◆ **Excerpted text**:
────────────────────────────────────────
]> www.infradead.org Git - users/hch/block.git/commitdiff
btrfs: scrub: introduce scrub_block::pages for more efficient memory usage for subpage
authorQu Wenruo <wqu@suse.com>
Mon, 8 Aug 2022 05:45:40 +0000 (13:45 +0800)
committerDavid Sterba <dsterba@suse.com>
Mon, 26 Sep 2022 10:27:55 +0000 (12:27 +0200)
[BACKGROUND]
Currently for scrub, we allocate one page for one sector, this is fine
for PAGE_SIZE == sectorsize support, but can waste extra memory for
subpage support.

[CODE CHANGE]
Make scrub_block contain all the pages, so if we're scrubbing an extent
sized 64K, and our page size is also 64K, we only need to allocate one
page.

[LIFESPAN CHANGE]
Since now scrub_sector no longer holds a page, but is using
scrub_block::pages[] instead, we have to ensure scrub_block has a longer
lifespan for write bio. The lifespan for read bio is already large
enough.

Now scrub_block will only be released after the write bio finished.

[COMING NEXT]
Currently we only added scrub_block::pages[] for this purpose, but
scrub_sector is still utilizing the old scrub_sector::page.

The switch will happen in the next patch.

Signed-off-by: Qu Wenruo <wqu@suse.com>
Signed-off-by: David Sterba <dsterba@suse.com>
fs/btrfs/scrub.c

index 2b3bf798730cdba7cdb790017eb25f1b0c2131ae..ee4ba7e54efd8438ca8950cee1dc8edec2c3b8f9 100644 (file)
@@ -54,6 +54,8 @@ struct scrub_ctx;
  */
 #define SCRUB_MAX_SECTORS_PER_BLOCK    (BTRFS_MAX_METADATA_BLOCKSIZE / SZ_4K)
 
+#define SCRUB_MAX_PAGES                        (DIV_ROUND_UP(BTRFS_MAX_METADATA_BLOCKSIZE, PAGE_SIZE))
+
 struct scrub_recover {
        refcount_t              refs;
        struct btrfs_io_context *bioc;
@@ -94,8 +96,18 @@ struct scrub_bio {
 };
 
 struct scrub_block {
+       /*
+        * Each page will have its page::private used to record the logical
+        * bytenr.
+        */
+       struct page             *pages[SCRUB_MAX_PAGES];
        struct scrub_sector     *sectors[SCRUB_MAX_SECTORS_PER_BLOCK];
+       /* Logical bytenr of the sblock */
+       u64                     logical;
+       /* Length of sblock in bytes */
+       u32                     len;
        int                     sector_count;
+
        atomic_t                outstanding_sectors;
        refcount_t              refs; /* free mem on transition to zero */
        struct scrub_ctx        *sctx;
@@ -202,7 +214,45 @@ struct full_stripe_lock {
        struct mutex mutex;
 };
 
-static struct scrub_block *alloc_scrub_block(struct scrub_ctx *sctx)
+#ifndef CONFIG_64BIT
+/* This structure is for archtectures whose (void *) is smaller than u64 */
+struct scrub_page_private {
+       u64 logical;
+};
+#endif
+
+static int attach_scrub_page_private(struct page *page, u64 logical)
+{
+#ifdef CONFIG_64BIT
+       attach_page_private(page, (void *)logical);
+       return 0;
+#else
+       struct scrub_page_private *spp;
+
+       spp = kmalloc(sizeof(*spp), GFP_KERNEL);
+       if (!spp)
────────────────────────────────────────
◆ **Data**:

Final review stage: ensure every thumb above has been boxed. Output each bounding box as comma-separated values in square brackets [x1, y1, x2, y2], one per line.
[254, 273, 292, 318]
────────────────────────────────────────
◆ **The problem**:
Carry on the btrfs scrub patch from the point where it stops.

◆ **Reply**:
+               return -ENOMEM;
+       spp->logical = logical;
+       attach_page_private(page, (void *)spp);
+       return 0;
+#endif
+}
+
+static void detach_scrub_page_private(struct page *page)
+{
+#ifdef CONFIG_64BIT
+       detach_page_private(page);
+       return;
+#else
+       struct scrub_page_private *spp;
+
+       spp = detach_page_private(page);
+       kfree(spp);
+       return;
+#endif
+}
+
+static struct scrub_block *alloc_scrub_block(struct scrub_ctx *sctx, u64 logical)
 {
        struct scrub_block *sblock;
 
@@ -211,27 +261,55 @@ static struct scrub_block *alloc_scrub_block(struct scrub_ctx *sctx)
                return NULL;
        refcount_set(&sblock->refs, 1);
        sblock->sctx = sctx;
+       sblock->logical = logical;
        sblock->no_io_error_seen = 1;
+       /*
+        * Scrub_block::pages will be allocated at alloc_scrub_sector() when
+        * the corresponding page is not allocated.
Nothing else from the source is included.